__O que fazer__.
• a. Diga se cada afirmação abaixo está de acordo com o texto sobre as finanças dos municípios, respondendo sim ou não e citando literalmente as palavras do texto que decidem a questão: (i) Os R$ 20 milhões de Borá correspondem a R$ 20 mil por morador. (ii) Segundo o levantamento citado, 48% dos municípios brasileiros arrecadam menos que o equivalente à folha de pagamento de seus funcionários públicos. (iii) São Paulo pode gastar o correspondente a cerca de R$ 10 mil por habitante em 2024.
• b. Imprima sem alterações, dos registros, tudo desde a linha que contém "Can you find the balcony?" até a linha que contém "61], [16, 62]]", incluindo essas duas linhas.

__Trecho do texto__.

Com pouco menos de mil habitantes, o orçamento local é de cerca de R$ 20 milhões em 2024. Desse total, apenas R$ 500 mil são arrecadados por meio de impostos e taxas municipais. O valor não paga nem mesmo os salários dos servidores públicos. O restante é proveniente dos repasses — e essa situação está longe de ser uma exceção no país.

A porta do prédio da prefeitura de Borá não foi trancada no horário de almoço | Foto: Artur Piva/Revisa Oeste

Assim como nesse pequeno lugar, 30% dos municípios brasileiros arrecadam menos que o equivalente à folha de pagamento de seus funcionários públicos, de acordo com um levantamento da Federação das Indústrias do Estado do Rio de Janeiro. Além disso, 48% das prefeituras dependem das transferências de recursos para bancar 90% das dívidas correntes — como são chamadas as contas do dia a dia, como gastos com combustível ou com o giz usado nas escolas municipais.

São Paulo, a cidade mais desenvolvida do Brasil, pode gastar R$ 112 bilhões em 2024, o correspondente a cerca de R$ 10 mil por habitante — e isso apesar de ser o terceiro cofre mais rico do país, atrás apenas do governo federal e do Estado de São Paulo. Os R$ 20 milhões de Borá correspondem a R$ 20 mil por morador.

__Dados da tarefa__.
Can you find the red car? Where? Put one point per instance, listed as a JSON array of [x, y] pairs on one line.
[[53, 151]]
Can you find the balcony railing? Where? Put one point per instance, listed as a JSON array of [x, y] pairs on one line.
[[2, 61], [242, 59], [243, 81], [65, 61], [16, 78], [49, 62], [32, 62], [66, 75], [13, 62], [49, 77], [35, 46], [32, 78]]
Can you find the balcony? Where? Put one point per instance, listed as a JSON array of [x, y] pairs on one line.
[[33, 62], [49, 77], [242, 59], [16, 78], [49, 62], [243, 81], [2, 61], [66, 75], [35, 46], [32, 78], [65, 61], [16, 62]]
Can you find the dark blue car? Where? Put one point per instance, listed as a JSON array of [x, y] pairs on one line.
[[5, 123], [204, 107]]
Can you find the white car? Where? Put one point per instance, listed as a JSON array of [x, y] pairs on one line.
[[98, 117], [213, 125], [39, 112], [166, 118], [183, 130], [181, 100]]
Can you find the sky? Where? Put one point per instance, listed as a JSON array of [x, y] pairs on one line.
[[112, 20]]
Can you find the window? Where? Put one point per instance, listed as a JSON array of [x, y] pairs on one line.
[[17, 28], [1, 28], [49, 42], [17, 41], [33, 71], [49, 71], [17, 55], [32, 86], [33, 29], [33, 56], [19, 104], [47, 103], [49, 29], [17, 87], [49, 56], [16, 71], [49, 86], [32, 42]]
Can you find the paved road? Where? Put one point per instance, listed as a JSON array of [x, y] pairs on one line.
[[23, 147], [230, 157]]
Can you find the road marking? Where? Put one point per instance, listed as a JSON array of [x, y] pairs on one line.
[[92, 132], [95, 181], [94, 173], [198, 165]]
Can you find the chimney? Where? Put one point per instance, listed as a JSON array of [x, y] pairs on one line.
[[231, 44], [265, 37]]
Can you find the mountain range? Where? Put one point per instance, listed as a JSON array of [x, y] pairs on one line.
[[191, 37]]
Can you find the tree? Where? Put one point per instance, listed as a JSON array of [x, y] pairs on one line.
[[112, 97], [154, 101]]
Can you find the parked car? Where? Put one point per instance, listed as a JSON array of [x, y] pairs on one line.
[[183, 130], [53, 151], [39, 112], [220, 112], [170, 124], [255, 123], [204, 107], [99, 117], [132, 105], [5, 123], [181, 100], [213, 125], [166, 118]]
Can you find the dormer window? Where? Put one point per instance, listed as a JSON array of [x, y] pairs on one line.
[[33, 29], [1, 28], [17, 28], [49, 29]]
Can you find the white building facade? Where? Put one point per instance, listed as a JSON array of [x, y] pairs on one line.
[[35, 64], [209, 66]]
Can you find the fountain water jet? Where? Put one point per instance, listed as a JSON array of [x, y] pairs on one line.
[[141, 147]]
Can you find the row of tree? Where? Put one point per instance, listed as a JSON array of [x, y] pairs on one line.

__Respostas das tarefas__.
• a.
(i) Sim: "Os R$ 20 milhões de Borá correspondem a R$ 20 mil por morador."
(ii) Não: "30% dos municípios brasileiros arrecadam menos que o equivalente à folha de pagamento de seus funcionários públicos"
(iii) Sim: "São Paulo, a cidade mais desenvolvida do Brasil, pode gastar R$ 112 bilhões em 2024, o correspondente a cerca de R$ 10 mil por habitante"

• b.
Can you find the balcony? Where? Put one point per instance, listed as a JSON array of [x, y] pairs on one line.
[[33, 62], [49, 77], [242, 59], [16, 78], [49, 62], [243, 81], [2, 61], [66, 75], [35, 46], [32, 78], [65, 61], [16, 62]]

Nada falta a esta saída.